Extracted records.
☆ ☆ ☆ ☆ ☆ ☆ ☆
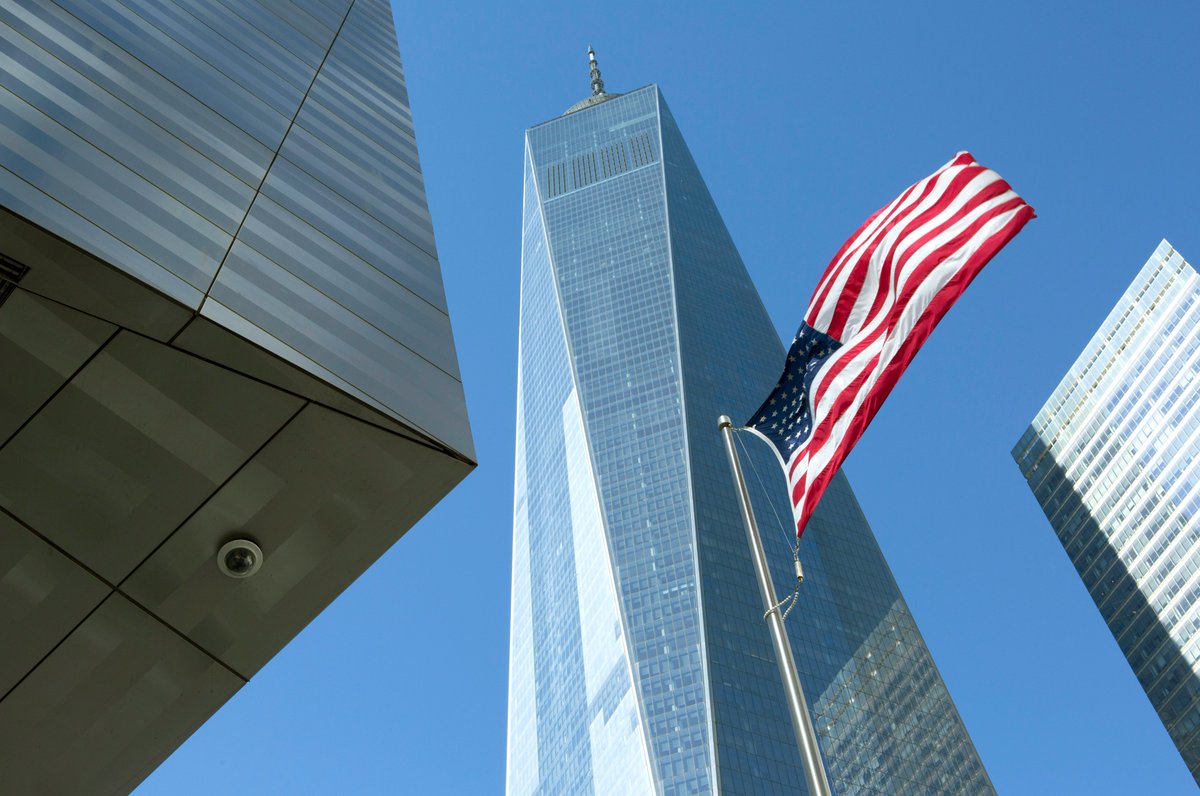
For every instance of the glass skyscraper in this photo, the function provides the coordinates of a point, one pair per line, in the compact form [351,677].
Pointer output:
[640,662]
[1111,459]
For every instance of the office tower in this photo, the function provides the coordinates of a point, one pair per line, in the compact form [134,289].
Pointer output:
[1111,460]
[222,318]
[640,660]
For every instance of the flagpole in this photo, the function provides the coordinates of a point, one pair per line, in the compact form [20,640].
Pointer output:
[802,720]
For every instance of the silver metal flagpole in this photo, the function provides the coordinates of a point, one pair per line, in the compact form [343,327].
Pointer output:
[802,722]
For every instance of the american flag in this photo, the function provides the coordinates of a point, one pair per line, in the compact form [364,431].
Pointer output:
[874,307]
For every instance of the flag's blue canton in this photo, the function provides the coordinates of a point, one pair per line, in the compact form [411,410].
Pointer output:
[786,417]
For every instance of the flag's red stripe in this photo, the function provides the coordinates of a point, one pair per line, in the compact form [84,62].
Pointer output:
[919,273]
[911,219]
[837,265]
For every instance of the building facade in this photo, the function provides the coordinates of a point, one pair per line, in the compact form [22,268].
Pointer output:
[221,318]
[1111,460]
[640,662]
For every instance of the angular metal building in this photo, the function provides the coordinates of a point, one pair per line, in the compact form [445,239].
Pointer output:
[640,662]
[221,317]
[1111,460]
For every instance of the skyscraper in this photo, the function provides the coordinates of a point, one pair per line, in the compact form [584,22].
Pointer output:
[1111,459]
[640,660]
[221,322]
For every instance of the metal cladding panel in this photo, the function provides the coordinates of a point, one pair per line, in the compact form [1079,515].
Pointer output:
[258,154]
[124,453]
[43,596]
[107,705]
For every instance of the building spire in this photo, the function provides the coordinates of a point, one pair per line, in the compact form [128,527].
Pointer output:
[597,83]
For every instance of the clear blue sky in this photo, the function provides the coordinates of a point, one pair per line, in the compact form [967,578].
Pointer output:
[804,118]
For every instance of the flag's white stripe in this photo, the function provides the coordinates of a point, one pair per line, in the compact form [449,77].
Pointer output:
[888,345]
[897,241]
[845,265]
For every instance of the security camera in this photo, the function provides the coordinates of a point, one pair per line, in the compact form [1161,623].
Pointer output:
[239,558]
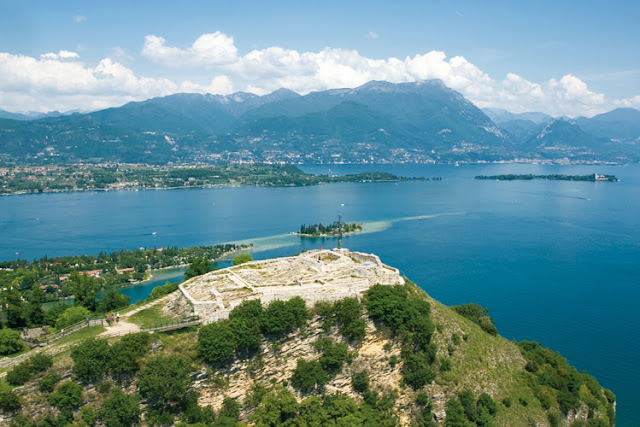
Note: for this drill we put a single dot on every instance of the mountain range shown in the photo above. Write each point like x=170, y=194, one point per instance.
x=378, y=122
☆ ☆ ☆ ☆ ☆ ☆ ☆
Starting at the line that has "For every instance of the clear" and ending after the final line, write those lines out again, requests included, multiplying every point coordinate in the answers by 2.05 and rounding each to a whole number with halves rounded up. Leave the numbers in the requests and their format samples unchanged, and omit the pictures.

PROBLEM SOLUTION.
For every instance of the clear blue sky in this photo, the function provides the coordinates of a point, one pair per line, in the compact form [967,578].
Pointer output:
[1648,242]
For every instance of the flag's white stripe in this photo, the function provides the coordinates of a point, one pair per line, in the compact form [449,77].
Pointer output:
[1820,707]
[1839,494]
[1732,543]
For every instance of the security camera in this photo, the function provides the coordinates of a point, one pair per line, in the compact form [1161,623].
Pointer output:
[490,1144]
Note: for this drill we put a single dot on every instance of the mountain range shown in the photo above. Write each point like x=170, y=194, one point per instance.
x=775, y=250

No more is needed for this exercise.